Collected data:

(begin)

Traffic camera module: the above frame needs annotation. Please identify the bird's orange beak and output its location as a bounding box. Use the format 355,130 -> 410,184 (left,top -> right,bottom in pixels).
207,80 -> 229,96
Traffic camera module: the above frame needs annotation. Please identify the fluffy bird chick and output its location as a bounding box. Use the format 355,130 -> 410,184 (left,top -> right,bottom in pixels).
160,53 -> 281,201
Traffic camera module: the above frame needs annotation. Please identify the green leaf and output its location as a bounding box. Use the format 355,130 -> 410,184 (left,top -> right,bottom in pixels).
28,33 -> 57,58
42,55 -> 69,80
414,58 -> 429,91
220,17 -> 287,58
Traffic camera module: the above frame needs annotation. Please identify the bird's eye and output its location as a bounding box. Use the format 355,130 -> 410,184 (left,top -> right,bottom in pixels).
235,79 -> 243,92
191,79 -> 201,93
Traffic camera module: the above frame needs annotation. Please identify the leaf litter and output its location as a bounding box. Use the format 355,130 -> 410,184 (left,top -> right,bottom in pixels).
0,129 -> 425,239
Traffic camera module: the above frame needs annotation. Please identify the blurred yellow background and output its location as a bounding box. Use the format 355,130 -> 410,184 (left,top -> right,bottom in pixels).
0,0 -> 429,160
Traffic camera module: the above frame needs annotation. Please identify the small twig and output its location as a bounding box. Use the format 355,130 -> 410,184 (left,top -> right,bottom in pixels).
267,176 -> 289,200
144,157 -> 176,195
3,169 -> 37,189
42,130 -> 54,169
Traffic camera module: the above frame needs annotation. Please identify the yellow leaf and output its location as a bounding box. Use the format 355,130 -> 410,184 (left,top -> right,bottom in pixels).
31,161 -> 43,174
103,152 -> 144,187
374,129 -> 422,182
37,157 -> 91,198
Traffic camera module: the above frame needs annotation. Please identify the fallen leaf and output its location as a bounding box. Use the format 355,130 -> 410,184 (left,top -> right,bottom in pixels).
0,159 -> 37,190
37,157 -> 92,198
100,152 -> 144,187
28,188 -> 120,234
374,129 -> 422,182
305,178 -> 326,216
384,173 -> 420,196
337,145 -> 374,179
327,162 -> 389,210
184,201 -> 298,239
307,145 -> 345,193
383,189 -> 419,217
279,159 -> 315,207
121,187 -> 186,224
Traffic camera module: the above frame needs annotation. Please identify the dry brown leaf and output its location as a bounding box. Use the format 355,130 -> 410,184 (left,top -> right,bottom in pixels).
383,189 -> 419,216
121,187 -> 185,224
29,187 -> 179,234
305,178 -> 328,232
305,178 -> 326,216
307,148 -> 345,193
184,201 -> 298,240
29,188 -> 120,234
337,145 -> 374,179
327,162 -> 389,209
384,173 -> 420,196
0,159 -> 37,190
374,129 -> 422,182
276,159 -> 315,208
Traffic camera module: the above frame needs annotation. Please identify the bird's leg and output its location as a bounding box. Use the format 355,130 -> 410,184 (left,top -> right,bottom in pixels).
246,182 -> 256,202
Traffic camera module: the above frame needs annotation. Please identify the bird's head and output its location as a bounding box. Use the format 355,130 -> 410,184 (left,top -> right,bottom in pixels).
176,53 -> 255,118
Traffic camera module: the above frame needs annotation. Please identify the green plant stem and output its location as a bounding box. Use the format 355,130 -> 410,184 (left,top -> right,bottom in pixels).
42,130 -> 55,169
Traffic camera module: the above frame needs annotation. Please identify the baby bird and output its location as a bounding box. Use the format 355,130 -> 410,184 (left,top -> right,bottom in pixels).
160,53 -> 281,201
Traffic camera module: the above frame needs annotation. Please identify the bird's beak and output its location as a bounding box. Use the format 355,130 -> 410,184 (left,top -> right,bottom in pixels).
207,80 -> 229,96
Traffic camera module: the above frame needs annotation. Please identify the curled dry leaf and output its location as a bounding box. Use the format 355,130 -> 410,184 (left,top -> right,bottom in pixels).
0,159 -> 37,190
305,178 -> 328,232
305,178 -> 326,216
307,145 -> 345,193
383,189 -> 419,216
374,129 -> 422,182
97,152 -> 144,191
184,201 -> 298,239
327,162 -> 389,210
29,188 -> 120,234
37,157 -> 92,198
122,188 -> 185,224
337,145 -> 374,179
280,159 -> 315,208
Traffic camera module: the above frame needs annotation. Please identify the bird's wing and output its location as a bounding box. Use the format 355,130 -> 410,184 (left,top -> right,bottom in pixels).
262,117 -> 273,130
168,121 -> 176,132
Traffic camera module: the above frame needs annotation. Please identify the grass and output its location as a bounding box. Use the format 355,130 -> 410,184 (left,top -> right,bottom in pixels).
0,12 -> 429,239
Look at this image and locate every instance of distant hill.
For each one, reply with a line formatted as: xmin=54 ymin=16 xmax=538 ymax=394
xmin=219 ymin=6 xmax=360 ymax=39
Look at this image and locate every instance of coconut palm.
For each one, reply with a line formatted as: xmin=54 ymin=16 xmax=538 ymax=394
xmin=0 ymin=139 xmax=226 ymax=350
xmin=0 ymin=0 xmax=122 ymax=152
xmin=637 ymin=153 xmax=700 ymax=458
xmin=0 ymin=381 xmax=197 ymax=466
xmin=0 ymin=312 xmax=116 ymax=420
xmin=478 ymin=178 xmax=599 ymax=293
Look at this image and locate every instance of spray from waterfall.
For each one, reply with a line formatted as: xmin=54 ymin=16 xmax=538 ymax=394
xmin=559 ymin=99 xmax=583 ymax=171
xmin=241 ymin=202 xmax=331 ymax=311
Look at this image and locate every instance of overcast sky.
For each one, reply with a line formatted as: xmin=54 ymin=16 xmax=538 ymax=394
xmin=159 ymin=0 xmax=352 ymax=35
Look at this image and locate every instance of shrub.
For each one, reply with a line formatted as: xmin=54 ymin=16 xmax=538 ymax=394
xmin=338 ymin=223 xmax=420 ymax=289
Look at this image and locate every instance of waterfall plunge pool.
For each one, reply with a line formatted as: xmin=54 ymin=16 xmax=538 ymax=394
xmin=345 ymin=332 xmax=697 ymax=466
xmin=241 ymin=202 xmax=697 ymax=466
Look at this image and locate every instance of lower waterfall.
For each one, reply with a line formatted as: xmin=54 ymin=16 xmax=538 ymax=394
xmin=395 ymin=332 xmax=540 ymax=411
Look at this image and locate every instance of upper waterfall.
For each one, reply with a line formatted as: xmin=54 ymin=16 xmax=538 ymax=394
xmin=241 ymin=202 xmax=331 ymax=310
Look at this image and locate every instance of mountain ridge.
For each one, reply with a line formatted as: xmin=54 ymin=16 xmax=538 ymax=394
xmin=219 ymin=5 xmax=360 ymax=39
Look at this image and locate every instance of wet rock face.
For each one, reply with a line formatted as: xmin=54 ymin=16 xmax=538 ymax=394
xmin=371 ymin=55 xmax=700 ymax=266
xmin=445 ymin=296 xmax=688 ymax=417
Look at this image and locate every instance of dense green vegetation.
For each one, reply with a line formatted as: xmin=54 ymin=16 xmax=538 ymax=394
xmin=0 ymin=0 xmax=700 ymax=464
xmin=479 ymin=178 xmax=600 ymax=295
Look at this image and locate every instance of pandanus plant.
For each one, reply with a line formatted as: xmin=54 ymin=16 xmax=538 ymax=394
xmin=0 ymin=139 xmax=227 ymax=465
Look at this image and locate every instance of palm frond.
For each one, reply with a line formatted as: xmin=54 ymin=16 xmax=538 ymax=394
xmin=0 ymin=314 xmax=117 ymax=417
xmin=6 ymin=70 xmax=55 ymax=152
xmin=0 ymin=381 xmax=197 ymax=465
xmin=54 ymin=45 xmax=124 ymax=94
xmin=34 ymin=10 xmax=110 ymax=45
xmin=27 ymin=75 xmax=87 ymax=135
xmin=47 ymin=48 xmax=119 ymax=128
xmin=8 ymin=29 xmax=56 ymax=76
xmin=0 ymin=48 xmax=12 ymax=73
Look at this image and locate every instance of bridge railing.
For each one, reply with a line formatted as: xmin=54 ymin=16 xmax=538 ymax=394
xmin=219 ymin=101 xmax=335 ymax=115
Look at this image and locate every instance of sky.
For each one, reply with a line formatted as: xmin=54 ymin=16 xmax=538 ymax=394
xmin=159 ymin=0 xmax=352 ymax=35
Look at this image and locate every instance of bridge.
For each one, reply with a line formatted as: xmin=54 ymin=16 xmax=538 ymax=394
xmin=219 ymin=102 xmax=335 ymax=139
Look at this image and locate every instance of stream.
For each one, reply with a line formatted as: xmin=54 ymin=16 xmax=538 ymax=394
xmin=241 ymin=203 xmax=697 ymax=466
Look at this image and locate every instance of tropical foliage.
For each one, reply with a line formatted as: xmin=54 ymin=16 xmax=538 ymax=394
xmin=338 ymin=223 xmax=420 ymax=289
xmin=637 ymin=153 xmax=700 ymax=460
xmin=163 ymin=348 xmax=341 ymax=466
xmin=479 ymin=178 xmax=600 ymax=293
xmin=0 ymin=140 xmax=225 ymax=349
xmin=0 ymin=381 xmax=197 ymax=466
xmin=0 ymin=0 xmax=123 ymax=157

(end)

● **Problem description**
Count the lines in the items above that contain the word "palm", and state only that number.

● **Task solution**
2